[GIVEN PASSAGE Boundary: Start]

Our capital improvement and development costs for the three years ending December 31, 2009 were as follows (in thousands):
Year Ended December 31, | |||||||||
2009 | 2008 | 2007 | |||||||
Accretive capital improvements: |
|||||||||
Acquisition related |
$ | 2,696 | $ | 6,012 | $ | 1,954 | |||
Expansions and major renovations |
5,557 | 9,591 | 10,684 | ||||||
Development/redevelopment |
2,135 | 15,509 | 66,996 | ||||||
Tenant improvements (including first generation leases) |
12,874 | 11,359 | 16,587 | ||||||
Total accretive capital improvements |
23,262 | 42,471 | 96,221 | ||||||
Other: |
6,210 | 10,310 | 11,897 | ||||||
Total |
$ | 29,472 | $ | 52,781 | $ | 108,118 | |||
Accretive Capital Improvements
Acquisition Related Improvements: Acquisition related improvements are capital improvements to properties acquired during the preceding three years which were anticipated at the time we acquired the properties. These types of improvements were made in 2009 to 6100 Columbia Park Drive, 2440 M Street NW, 2000 M Street, Sterling Medical and Alexandria Professional Center.

[GIVEN PASSAGE Boundary: End]

### WORK REQUEST A
Please turn the paragraph beginning "Acquisition Related Improvements" in the capital improvement passage above into a short list that keeps its main facts.
### WORK REQUEST B
Write the next part of the capital improvement passage above, picking up after its final sentence.

[DATA EXTRACT Boundary: Start]

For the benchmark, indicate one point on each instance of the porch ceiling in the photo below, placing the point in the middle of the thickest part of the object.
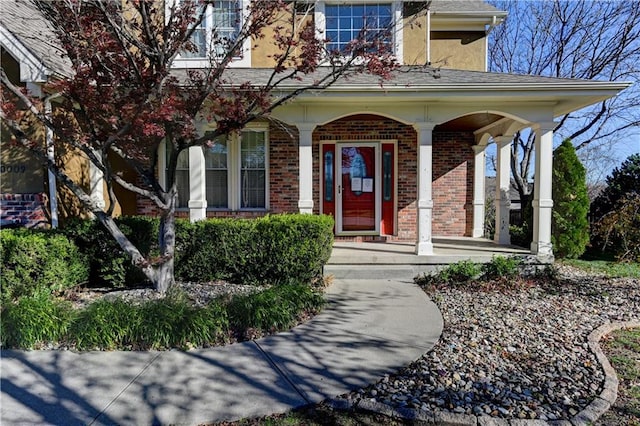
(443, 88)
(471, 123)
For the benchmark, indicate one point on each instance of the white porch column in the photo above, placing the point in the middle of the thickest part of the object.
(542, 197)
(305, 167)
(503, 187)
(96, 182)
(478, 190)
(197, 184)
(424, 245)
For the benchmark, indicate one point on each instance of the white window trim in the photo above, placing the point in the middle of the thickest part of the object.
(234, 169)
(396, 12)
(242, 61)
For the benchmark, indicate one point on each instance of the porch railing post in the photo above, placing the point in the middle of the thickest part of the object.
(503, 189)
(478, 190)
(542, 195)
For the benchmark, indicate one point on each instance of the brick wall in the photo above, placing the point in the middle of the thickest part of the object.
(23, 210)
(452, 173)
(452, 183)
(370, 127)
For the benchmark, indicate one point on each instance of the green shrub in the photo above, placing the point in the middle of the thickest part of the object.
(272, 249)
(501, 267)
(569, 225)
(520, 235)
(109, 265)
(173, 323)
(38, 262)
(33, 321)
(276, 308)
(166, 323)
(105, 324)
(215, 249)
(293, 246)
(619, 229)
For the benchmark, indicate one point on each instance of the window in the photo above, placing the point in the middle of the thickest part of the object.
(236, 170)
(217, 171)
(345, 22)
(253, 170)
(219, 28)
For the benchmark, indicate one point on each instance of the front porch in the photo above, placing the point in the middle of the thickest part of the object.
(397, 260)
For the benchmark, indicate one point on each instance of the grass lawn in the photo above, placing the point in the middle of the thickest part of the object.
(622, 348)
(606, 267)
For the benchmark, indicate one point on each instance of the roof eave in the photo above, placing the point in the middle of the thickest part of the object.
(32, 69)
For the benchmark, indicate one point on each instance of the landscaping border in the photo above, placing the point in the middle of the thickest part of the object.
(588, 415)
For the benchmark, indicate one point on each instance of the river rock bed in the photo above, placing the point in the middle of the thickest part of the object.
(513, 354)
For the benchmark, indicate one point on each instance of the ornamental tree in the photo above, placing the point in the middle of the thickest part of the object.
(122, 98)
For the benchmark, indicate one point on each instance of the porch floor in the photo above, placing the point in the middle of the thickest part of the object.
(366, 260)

[DATA EXTRACT Boundary: End]
[DATA EXTRACT Boundary: Start]

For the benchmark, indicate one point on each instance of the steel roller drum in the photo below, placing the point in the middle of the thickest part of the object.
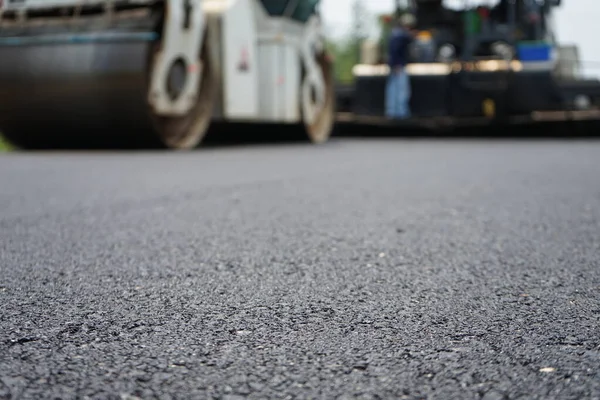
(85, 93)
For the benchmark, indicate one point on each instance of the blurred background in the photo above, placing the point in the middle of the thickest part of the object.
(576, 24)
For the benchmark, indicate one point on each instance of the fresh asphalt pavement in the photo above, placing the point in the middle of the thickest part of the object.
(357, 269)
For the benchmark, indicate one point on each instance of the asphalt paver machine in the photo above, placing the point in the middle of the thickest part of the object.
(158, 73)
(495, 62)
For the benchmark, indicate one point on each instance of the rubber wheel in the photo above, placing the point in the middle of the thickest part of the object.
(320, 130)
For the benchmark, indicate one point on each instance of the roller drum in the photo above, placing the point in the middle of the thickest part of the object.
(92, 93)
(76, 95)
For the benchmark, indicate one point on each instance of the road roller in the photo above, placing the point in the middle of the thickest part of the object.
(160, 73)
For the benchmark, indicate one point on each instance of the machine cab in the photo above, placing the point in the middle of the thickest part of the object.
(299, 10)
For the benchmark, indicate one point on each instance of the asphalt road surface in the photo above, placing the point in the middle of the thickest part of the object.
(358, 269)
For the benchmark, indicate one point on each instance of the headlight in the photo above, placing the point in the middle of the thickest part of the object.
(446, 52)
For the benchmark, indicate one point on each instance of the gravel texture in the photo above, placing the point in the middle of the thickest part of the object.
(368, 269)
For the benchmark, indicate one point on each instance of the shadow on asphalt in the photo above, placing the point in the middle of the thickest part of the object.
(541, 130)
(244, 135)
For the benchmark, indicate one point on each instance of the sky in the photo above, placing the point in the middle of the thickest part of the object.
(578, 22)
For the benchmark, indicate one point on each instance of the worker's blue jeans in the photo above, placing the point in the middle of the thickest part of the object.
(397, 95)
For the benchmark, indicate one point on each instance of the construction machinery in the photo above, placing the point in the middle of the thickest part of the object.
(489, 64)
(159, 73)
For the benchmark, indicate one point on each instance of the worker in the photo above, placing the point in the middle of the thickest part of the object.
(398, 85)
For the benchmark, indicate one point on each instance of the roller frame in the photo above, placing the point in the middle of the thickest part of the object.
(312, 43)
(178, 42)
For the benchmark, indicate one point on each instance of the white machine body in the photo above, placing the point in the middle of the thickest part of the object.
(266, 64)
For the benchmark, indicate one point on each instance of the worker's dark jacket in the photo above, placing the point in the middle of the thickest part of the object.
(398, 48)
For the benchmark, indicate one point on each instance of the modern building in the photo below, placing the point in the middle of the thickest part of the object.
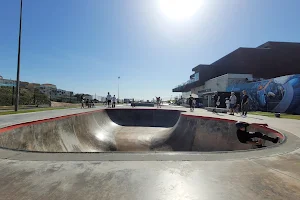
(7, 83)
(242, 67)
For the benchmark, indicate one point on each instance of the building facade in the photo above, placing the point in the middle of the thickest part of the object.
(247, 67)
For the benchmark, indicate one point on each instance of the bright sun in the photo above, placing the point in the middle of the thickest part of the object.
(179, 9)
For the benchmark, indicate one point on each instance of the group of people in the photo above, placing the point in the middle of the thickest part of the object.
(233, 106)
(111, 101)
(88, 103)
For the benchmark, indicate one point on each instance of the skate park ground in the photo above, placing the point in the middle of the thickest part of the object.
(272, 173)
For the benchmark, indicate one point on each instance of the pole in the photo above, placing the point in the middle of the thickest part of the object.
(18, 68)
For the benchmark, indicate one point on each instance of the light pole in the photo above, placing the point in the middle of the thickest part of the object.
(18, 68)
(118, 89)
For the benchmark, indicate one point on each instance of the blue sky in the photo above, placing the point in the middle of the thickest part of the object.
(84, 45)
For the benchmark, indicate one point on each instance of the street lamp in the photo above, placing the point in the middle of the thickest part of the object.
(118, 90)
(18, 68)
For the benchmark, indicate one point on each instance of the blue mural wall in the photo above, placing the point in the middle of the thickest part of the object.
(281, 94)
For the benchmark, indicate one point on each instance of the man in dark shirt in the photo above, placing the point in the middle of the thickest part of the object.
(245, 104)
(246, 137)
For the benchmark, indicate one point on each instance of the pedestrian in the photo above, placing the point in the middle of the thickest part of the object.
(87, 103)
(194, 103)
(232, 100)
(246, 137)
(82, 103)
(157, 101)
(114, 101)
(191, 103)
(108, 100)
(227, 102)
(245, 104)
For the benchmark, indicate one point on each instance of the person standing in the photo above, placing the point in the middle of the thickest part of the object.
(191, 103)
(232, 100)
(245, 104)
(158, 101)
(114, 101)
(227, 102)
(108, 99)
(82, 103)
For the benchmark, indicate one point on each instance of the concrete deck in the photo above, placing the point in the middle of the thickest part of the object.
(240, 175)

[DATA EXTRACT Boundary: End]

### WRITTEN REPLY A
- Acquisition related improvements are capital improvements to properties acquired during the preceding three years.
- These improvements were anticipated at the time the properties were acquired.
- In 2009 such improvements were made to:
  - 6100 Columbia Park Drive
  - 2440 M Street NW
  - 2000 M Street
  - Sterling Medical
  - Alexandria Professional Center

### WRITTEN REPLY B
Expansions and Major Renovations: Expansion projects increase the rentable area of a property, while major renovation projects are improvements sufficient to increase the income otherwise achievable at a property. 2009 expansions and major renovations included garage renovations at 7900 Westpark; elevator modernization and garage renovations at One Central Plaza; elevator modernization at Walker House apartments; common area and unit renovations for Bethesda Hill and Park Adams apartments; roof replacement at Montgomery Village Center; elevator and lobby modernization at Alexandria Professional Center; and lobby and corridor renovations at 8301 Arlington Boulevard.
Development/Re-development: Development costs represent expenditures for ground up development of new operating properties. Re-development costs represent expenditures for improvements intended to re-position properties in their markets and increase income that would otherwise be achievable. Development costs in each of the years presented include costs associated with the ground up development of Dulles Station, Bennett Park and Clayborne. Completion of Bennett Park, our residential project under development in Arlington, VA, occurred in the third quarter 2007 for the mid-rise building and fourth quarter 2007 for the high-rise building. Completion of Clayborne Apartments, our residential project under construction in Alexandria, VA, occurred in the first quarter 2008. Completion of Phase I of Dulles Station, our 540,000 square foot office project in Herndon, VA, of which Phase I represents 180,000 square feet, occurred in the third quarter of 2007 and the property was substantially leased in the third quarter of 2008. Additionally in 2007, we acquired land for future development of medical office space at 4661 Kenmore in Alexandria, VA. Development spending in 2009 and 2008 includes pre-development activities related to this project. In 2007, re-development costs were incurred for the Shoppes of Foxchase, which was substantially completed in 2006.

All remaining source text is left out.